▸ Tasks to perform
1 - According to the alvarezsaurid passage, what is the geological age and country of origin of Ceratonykus oculatus?
2 - Reproduce verbatim the section of the alvarezsaurid passage running from "Alifanov & Barsbold’s" to "skull shown below].".

▸ Source passage
====
More dinosaury stuff from January 2009: for the background story, please see part I.
Last time we looked at therizinosauroids. Alvarezsaurids have also been the subject of much discussion lately. This is thanks to Ceratonykus oculatus, a new taxon from the Upper Cretaceous of Mongolia (Alifanov & Barsbold 2009). Alvarezsaurids have had a slightly confusing taxonomic history. For many people, it started in 1993 with Mononykus (then called Mononychus, a name preoccupied by a beetle), first described as a bizarre flightless bird closer to modern birds than to Archaeopteryx [reconstructed skeleton of Mononykus shown here]. It was later shown that Alvarezsaurus, described in 1991, was a primitive relative of Mononykus (thereby meaning that the name Mononykidae had to be replaced with Alvarezsauridae). The idea that these weird animals might be birds was contested by several workers (mostly on entirely typological grounds), but data from new taxa, and the creation and testing of larger data sets, has meant that everyone now supports a non-avian position for these dinosaurs. Exactly where they do go within Theropoda is now the subject of debate however: some say they’re close relatives of ornithomimosaurs, while various different positions near the base of Maniraptora have been supported by others.
Alifanov & Barsbold’s paper is therefore pretty surprising, because the authors cast doubt on the idea that alvarezsaurids are theropods. The fact that their paper is in Russian hasn’t helped those of us in the Anglophonic world, but a translation is now available. The authors say that alvarezsaurids are unlike theropods in having strangely large prefrontals, in having a long surangular process and short angular process in the lower jaw (theropods usually have a short surangular process and long angular process), in having a totally weird pelvis, and in apparently lacking gastralia. Mysterious small, spike-like bones are suggested by the authors to be claws from fourth and fifth digits, and they say that the presence of such are inconsistent with a theropod identification. The shape of the brain is also said to be weird and unlike that of theropods [Ceratonykus skull shown below].
====
▸ Given records
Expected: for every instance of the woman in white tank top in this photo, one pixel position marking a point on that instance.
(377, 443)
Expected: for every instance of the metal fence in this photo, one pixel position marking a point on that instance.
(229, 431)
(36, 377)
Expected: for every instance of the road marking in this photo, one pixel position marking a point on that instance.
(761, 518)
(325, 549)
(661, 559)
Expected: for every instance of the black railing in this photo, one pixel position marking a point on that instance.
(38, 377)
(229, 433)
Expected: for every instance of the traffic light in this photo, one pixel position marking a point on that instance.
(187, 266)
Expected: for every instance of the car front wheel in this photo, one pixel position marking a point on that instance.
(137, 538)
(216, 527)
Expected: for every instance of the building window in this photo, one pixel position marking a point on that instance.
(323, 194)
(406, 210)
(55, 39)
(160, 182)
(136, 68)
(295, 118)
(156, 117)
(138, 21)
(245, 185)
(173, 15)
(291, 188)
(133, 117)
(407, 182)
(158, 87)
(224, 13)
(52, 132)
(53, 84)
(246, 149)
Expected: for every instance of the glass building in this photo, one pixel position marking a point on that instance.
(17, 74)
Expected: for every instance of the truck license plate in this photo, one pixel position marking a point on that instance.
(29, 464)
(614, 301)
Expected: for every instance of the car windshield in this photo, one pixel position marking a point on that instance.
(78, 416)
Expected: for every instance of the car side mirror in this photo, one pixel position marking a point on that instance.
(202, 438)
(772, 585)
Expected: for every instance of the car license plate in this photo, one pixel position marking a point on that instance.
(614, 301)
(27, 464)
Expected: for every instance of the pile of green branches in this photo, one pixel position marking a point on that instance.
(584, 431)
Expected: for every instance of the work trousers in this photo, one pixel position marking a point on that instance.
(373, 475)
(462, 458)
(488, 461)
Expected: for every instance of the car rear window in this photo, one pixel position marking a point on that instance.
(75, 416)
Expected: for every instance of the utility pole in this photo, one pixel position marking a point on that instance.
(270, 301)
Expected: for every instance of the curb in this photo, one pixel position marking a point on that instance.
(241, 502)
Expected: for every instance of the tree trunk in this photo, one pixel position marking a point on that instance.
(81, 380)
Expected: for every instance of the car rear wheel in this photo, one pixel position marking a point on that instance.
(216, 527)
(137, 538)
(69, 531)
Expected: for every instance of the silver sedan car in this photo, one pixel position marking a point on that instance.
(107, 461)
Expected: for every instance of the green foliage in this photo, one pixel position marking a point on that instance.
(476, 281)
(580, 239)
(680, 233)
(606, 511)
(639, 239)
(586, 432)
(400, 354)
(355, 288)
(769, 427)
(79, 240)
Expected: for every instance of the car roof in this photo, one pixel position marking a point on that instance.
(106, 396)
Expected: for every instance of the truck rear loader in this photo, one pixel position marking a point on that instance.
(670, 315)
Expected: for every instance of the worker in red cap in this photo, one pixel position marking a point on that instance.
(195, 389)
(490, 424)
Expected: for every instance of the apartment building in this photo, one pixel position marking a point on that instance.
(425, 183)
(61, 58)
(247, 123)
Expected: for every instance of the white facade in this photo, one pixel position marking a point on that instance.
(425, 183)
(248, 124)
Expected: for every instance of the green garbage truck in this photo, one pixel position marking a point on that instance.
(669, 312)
====
▸ Exercise solutions
1 - It comes from the Upper Cretaceous of Mongolia.

2 -
Alifanov & Barsbold’s paper is therefore pretty surprising, because the authors cast doubt on the idea that alvarezsaurids are theropods. The fact that their paper is in Russian hasn’t helped those of us in the Anglophonic world, but a translation is now available. The authors say that alvarezsaurids are unlike theropods in having strangely large prefrontals, in having a long surangular process and short angular process in the lower jaw (theropods usually have a short surangular process and long angular process), in having a totally weird pelvis, and in apparently lacking gastralia. Mysterious small, spike-like bones are suggested by the authors to be claws from fourth and fifth digits, and they say that the presence of such are inconsistent with a theropod identification. The shape of the brain is also said to be weird and unlike that of theropods [Ceratonykus skull shown below].